Data supplied start
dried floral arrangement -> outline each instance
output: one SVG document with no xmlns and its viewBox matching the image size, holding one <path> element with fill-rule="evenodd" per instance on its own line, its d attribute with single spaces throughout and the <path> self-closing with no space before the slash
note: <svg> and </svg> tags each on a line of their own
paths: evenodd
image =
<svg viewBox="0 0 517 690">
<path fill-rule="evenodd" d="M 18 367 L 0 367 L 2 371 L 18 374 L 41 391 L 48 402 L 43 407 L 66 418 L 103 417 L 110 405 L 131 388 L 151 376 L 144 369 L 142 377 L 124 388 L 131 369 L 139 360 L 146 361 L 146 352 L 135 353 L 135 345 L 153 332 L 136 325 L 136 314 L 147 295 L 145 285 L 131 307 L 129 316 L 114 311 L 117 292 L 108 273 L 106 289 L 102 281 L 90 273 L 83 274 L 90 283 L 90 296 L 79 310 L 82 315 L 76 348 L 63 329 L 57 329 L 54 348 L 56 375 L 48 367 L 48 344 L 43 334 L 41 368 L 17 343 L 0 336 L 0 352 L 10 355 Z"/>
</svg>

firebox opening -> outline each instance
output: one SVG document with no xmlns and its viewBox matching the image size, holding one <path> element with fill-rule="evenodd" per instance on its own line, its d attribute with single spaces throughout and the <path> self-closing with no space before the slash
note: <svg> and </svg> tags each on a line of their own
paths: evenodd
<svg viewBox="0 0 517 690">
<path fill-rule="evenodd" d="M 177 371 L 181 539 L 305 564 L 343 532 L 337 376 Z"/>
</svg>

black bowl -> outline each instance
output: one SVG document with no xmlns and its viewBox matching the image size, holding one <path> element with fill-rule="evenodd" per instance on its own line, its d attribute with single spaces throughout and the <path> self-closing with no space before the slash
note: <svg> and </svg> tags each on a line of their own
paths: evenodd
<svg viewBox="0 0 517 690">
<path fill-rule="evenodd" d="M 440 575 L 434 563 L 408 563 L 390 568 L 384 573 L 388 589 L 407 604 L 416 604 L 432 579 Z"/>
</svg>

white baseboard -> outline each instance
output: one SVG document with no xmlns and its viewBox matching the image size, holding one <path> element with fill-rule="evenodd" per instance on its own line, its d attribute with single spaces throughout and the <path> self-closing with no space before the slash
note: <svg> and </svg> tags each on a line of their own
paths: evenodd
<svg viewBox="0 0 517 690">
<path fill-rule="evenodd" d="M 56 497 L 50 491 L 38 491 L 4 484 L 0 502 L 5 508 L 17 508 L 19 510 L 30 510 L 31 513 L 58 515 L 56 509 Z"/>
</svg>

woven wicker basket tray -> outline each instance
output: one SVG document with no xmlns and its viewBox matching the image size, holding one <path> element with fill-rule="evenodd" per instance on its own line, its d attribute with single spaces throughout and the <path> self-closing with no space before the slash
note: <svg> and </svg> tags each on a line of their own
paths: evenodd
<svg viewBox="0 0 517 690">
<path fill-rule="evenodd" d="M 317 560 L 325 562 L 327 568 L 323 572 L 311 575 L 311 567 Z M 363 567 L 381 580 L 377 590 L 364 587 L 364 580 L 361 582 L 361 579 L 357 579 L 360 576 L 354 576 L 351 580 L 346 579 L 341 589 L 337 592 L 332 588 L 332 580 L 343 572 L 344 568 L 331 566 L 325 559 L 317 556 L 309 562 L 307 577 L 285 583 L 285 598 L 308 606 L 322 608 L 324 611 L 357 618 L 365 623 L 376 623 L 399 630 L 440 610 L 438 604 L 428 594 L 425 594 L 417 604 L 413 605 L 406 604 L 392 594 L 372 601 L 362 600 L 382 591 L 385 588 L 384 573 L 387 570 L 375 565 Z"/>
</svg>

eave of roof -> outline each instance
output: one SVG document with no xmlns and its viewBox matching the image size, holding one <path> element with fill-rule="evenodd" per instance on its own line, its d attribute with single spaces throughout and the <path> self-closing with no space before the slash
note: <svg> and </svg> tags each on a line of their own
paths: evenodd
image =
Data supplied end
- **Directive**:
Retype the lines of the material starting at the line that contains "black bowl -> outline each instance" and ending at the line that contains "440 575 L 434", both included, with nothing changed.

- **In response**:
black bowl -> outline each instance
output: one SVG document with no xmlns and its viewBox matching the image size, holding one <path> element with fill-rule="evenodd" per instance on its own line, its d attribute with single spaces throughout and the <path> self-closing with no space before the slash
note: <svg> and </svg> tags each on a line of their own
paths: evenodd
<svg viewBox="0 0 517 690">
<path fill-rule="evenodd" d="M 440 575 L 434 563 L 408 563 L 390 568 L 384 573 L 388 589 L 407 604 L 416 604 L 432 579 Z"/>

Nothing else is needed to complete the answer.